> _PROBLEM DESCRIPTION_
Extend the passage about Tour de France broadcasts and regional tourism, picking up right after its final sentence.

> _EXCERPTED TEXT_
******

All this is the work of Jean-Maurice Ooghe, Tour de France TV director since 1997. Ooghe, Leblanc explained, “reconnoitres the race route for weeks before the Tour – he follows the road and takes notes on a chateau to the right, a bridge here, a cathedral on the left there –everything is noted down and given to the cameraman so that they know all the time what they should be showing in addition to the race in order to direct it and put it in its context.”
Eurosport commentator Rob Hatch says that while “tourism and cycling have gone together since they broadcast more than half an hour of every stage,” he has noticed a difference in the last few years, when each stage began to be televised in its entirety.
As narrator of those visuals, Hatch sees himself as having “a responsibility to the viewer, to the race and to the tourist board that has paid all that money to put it on, to inform yourself properly, to do the right research” and then to “transmit that to the viewer in the best way that we can from the commentary box.”
While as a fan he finds the extended coverage to perhaps be “overkill”, Hatch recognises its additional value to tourists boards such as that of the Vendée department, which paid several million Euros to host this year’s Grand Départ. “It’s not a region of France you often see in holiday brochures or on cooking or nature programmes,” he says. “It’s a great opportunity for them to show off their region to the rest of France.”
They have a shining example: no single event has brought tourism’s centrality to cycling into such sharp relief as the 2014 Yorkshire Grand Départ.
Equally, few, in recent years, have grasped how “much more than just a bike race” the Tour de France is, and the bountiful opportunities it offers to regions, as thoroughly as Sir Gary Verity, Chief Executive of Welcome to Yorkshire, the county’s tourist board. The idea of bringing the Tour de France to God’s Own County is said to have come to Verity while shaving, a notion he does not disabuse me of when we speak before this year’s Tour de Yorkshire.
It was Verity’s bet that, being “the largest annual sporting event on the planet”, the Tour de France’s “stunning images with commentary going alongside [could] do more to promote [Yorkshire] than anything else possibly ever could.”
A Sheffield Hallam University study, published in March this year, found the value of tourism to Yorkshire’s annual economy to be £1billion higher for 2016 than the last time the numbers were crunched back in 2011.

******

> _DATASET EXTRACT_
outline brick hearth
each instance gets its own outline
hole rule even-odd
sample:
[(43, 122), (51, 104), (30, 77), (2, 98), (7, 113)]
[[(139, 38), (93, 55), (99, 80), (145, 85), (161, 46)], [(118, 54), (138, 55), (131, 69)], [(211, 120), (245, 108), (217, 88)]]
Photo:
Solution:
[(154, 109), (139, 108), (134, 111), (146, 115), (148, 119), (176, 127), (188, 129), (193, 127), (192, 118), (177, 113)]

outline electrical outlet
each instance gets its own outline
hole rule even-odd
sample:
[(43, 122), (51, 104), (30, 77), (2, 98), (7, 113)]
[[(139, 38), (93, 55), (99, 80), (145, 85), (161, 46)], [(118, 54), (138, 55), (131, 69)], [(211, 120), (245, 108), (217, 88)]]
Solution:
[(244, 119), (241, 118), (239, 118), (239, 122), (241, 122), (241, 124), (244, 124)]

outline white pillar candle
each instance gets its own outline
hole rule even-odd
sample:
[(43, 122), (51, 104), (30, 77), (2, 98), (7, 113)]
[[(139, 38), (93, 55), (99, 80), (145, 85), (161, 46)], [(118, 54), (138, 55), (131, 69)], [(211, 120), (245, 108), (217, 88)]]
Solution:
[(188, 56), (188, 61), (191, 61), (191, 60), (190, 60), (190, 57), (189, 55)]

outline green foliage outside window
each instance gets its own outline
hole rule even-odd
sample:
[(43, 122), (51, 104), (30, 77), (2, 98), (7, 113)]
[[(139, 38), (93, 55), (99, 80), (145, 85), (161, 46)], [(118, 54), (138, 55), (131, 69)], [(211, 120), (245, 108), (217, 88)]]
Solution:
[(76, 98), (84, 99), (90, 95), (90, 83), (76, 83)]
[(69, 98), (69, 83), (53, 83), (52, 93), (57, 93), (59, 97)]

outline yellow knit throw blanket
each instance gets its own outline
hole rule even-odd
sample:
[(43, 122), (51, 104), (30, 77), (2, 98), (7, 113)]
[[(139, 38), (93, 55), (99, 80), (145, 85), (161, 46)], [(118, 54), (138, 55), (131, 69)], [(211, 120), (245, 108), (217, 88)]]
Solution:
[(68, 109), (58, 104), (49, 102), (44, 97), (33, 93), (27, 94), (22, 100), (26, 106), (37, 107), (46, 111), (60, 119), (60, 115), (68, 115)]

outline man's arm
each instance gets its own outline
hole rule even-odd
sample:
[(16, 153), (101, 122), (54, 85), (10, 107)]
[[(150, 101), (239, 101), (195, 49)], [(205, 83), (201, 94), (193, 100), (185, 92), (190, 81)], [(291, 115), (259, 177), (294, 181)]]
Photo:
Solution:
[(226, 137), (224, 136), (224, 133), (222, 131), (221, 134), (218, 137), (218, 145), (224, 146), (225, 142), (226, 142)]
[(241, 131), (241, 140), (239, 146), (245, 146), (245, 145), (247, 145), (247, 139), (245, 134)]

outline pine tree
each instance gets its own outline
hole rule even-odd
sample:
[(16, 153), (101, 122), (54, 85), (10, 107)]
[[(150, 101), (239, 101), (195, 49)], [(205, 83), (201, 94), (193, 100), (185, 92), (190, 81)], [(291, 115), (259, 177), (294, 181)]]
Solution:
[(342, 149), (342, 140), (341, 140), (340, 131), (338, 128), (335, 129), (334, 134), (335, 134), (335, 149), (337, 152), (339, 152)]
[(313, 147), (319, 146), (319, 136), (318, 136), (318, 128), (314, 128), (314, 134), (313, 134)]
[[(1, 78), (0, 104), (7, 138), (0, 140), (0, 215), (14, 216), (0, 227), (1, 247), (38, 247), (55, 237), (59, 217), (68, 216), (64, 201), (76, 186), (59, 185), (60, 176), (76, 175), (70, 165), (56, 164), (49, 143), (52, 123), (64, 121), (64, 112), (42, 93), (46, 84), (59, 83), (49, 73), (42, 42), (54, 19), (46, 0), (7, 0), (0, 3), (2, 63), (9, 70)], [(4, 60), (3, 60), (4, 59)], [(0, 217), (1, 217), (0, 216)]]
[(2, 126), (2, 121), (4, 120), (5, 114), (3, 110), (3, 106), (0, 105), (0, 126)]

******

> _EXPECTED OUTPUT_
While applying the necessary caveats of correlation not equalling causation, in economic terms Verity’s bet appears to have paid off – and then some.
“The reality is there are millions of people around the world who, before the Tour de France came here, didn’t know where Yorkshire was and probably hadn’t even heard of it. And there are millions of people now who, because of the Tour de France, know where Yorkshire is and have clearly heard of it for all the right reasons.”
For Verity the logic is clear: “What better way could you promote an area than to make people think ‘I want to go there to watch a bike race’ or ‘I want to go there when there’s not a bike race on and maybe cycle around myself and explore the area a bit, find out what’s on offer because it looks to be a great place’.”
He’s not just talk either. The Tour de Yorkshire, which this year expanded to four stages and has a confident claim to being the biggest bike race in the UK (certainly in terms of crowds), is the direct descendant of the 2014 Grand Départ, while the county will host the UCI Road World Championships in 2019.
The evening after my first conversation with Christian Prudhomme we encounter him again, at another soirée following the stage 10 finish into Bergerac.
As before, Prudhomme mingles with local dignitaries, delivers a speech that seems to inspire and amuse in equal measure, and enjoys plenty of local produce. We share a glance, and I tilt another glass of the local drop in his direction. I think about that day’s bunch sprint won, predictably, by Marcel Kittel, whose mojo appears to be well and truly back, before reaching across a chequerboard tablecloth for something brown and unethical to smear on a piece of pain grillé. The recorder remains safely stowed in my jacket pocket.